Records supplied:
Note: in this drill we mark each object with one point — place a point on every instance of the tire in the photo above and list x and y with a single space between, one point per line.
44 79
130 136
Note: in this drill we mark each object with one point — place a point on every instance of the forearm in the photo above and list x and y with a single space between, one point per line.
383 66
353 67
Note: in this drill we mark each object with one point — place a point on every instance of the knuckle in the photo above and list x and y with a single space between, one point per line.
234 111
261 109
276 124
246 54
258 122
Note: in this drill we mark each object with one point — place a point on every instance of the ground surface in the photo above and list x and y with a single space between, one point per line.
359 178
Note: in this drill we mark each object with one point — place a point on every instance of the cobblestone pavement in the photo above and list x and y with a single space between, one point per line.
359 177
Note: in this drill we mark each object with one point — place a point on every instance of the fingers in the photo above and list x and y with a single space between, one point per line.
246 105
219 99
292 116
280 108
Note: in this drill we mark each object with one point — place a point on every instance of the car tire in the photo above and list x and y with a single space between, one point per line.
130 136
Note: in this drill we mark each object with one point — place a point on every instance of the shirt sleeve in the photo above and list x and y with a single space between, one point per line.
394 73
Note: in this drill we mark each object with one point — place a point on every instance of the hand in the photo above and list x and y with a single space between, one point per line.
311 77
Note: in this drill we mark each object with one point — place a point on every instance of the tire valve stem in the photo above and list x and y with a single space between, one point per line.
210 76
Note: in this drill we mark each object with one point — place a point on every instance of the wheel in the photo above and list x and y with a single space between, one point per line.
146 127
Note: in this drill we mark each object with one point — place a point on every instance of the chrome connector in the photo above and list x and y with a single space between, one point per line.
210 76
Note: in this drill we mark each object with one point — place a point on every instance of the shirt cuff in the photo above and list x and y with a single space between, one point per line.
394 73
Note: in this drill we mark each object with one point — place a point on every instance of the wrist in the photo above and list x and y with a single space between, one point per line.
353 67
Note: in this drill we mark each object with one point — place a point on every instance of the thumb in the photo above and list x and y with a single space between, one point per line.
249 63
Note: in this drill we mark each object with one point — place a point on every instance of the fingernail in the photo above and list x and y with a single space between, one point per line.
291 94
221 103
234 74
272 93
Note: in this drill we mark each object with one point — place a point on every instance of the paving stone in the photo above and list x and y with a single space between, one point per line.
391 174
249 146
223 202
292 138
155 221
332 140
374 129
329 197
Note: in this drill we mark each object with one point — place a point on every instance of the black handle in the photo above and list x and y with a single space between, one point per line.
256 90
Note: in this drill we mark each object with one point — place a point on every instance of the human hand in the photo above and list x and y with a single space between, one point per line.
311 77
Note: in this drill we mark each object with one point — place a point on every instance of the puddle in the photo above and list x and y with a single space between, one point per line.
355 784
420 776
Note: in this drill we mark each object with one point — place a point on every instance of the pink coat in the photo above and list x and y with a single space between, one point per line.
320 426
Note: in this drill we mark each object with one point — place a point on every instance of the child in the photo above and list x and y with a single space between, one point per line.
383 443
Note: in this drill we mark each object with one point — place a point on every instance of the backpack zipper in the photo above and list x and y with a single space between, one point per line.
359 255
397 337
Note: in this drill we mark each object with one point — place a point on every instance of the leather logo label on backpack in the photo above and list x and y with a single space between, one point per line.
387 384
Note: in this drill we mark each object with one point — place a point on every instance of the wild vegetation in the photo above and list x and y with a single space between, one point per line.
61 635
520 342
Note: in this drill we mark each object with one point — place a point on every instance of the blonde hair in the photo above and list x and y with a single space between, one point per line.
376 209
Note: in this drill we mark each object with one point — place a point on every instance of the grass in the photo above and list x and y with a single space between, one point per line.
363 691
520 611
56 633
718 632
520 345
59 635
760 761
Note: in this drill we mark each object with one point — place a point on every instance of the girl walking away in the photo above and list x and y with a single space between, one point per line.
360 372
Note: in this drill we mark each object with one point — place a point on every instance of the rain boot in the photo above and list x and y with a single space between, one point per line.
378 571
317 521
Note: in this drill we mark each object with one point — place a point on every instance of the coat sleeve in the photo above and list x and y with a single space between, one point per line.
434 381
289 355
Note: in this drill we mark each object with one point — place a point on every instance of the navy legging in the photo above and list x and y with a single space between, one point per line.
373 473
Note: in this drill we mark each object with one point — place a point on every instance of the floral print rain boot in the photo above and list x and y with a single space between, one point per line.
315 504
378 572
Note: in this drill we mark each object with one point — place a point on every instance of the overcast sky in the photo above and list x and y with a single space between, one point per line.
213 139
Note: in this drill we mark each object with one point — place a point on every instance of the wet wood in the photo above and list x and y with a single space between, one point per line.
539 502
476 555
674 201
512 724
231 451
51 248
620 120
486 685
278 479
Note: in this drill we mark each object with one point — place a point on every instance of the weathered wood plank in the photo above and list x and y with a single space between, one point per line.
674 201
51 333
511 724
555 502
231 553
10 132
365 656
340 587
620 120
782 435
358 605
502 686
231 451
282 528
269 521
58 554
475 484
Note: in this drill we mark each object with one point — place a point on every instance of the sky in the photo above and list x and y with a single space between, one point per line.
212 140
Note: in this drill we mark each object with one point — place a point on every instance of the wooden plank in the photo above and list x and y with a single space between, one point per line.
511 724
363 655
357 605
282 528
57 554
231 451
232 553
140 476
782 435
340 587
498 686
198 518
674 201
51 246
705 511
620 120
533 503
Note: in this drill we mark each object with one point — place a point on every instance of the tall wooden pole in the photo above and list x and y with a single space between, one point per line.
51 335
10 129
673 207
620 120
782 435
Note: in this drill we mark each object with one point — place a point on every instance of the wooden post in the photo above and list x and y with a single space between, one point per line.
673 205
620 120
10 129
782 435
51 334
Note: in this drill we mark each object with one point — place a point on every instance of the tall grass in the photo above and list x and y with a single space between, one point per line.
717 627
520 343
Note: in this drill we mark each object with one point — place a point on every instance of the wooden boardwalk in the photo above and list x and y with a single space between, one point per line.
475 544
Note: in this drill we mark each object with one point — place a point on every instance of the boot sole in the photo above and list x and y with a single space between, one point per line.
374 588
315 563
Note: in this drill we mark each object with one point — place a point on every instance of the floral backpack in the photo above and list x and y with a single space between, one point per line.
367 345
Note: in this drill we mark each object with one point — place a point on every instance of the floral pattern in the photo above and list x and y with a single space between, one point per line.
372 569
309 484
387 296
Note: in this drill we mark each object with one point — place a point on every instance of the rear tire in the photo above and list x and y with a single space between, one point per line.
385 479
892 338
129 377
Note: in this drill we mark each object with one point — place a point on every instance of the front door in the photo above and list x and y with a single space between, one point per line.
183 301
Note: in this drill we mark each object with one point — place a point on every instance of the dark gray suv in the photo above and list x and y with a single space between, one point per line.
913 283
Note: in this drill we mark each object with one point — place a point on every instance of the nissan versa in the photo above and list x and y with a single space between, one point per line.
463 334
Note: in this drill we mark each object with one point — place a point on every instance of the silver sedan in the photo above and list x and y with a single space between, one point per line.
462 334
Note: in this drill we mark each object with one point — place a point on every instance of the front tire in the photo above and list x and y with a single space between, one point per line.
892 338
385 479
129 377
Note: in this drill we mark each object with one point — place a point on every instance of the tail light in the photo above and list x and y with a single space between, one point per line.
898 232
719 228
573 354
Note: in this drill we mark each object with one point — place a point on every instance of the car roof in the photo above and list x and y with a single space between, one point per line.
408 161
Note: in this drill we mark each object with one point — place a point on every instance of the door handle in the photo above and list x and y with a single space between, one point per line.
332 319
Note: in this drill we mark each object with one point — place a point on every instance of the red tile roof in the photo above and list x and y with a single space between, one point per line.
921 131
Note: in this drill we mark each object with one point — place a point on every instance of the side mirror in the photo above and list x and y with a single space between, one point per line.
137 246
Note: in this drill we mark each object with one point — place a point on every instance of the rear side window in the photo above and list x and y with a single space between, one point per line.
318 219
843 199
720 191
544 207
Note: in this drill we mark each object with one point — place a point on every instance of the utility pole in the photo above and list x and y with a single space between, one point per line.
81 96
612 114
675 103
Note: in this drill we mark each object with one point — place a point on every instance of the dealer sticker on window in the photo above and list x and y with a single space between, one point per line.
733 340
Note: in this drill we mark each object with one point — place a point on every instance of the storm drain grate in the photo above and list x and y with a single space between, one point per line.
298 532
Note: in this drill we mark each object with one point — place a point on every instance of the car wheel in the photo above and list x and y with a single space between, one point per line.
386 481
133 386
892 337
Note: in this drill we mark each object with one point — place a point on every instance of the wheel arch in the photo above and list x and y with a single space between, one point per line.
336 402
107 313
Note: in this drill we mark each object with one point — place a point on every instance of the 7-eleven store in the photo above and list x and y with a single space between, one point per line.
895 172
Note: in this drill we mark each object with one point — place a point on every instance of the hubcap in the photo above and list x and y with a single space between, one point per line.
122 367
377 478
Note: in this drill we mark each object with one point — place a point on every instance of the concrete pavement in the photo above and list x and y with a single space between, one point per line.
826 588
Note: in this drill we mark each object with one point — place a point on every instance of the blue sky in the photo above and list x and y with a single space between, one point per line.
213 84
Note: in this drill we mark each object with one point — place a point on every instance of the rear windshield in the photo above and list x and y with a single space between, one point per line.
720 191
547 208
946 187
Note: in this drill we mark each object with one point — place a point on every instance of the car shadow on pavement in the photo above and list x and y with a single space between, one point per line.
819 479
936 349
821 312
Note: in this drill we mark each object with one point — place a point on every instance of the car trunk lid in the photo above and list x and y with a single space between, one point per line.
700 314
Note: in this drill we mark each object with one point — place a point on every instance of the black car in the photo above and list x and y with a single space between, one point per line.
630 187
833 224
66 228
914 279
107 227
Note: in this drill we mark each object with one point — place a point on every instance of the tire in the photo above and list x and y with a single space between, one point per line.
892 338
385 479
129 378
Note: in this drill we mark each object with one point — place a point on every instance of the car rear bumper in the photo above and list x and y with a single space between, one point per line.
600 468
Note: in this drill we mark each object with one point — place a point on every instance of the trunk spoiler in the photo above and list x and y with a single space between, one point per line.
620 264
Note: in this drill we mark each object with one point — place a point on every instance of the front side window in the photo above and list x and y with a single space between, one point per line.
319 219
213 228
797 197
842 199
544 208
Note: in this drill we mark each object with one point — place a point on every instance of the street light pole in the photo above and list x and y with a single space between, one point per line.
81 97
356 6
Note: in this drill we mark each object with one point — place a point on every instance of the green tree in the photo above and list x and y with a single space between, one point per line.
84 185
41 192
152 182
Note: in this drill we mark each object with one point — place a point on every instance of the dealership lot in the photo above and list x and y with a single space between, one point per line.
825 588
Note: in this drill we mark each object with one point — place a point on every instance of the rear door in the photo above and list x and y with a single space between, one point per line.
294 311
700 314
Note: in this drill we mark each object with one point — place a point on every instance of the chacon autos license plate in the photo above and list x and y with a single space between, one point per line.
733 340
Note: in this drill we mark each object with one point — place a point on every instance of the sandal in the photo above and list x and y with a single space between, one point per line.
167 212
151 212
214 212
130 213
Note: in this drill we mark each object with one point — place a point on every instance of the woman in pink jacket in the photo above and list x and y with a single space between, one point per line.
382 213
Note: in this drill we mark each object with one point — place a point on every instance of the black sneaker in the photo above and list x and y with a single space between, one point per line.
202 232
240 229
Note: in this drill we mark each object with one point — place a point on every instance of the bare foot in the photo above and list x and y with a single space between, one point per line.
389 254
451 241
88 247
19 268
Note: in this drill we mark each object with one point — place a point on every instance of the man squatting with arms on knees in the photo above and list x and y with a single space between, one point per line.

What to produce: In the records above, return only the line that contains "of the sandal" and every line after it through the last, exactly as they appear.

Result below:
Note: in this drill we mark each object with one point — place a point on every instance of the sandal in the photo above and list x and y with a single space between, one point per line.
167 212
151 212
214 212
130 213
Note: in this drill we mark each object with one point — place a point on every instance of the woman in pink jacket in the photo above and list x and y with a single space between, one point per line.
382 213
Note: in this drill we mark each object with one point — place a point on every instance of the black sneaker in the photo above and list x and y with a single space between, one point per line.
202 232
240 229
Note: in this drill we mark each object with one point — place a point on every instance of the bare foot in the photo above and list x and y with a single space between, one point per line.
389 254
451 241
88 247
19 268
Note: in this drill we mark each object with one point — place a point on every instance of the man squatting with arms on knees in the photo above and list x and y with a single space between, one point per line.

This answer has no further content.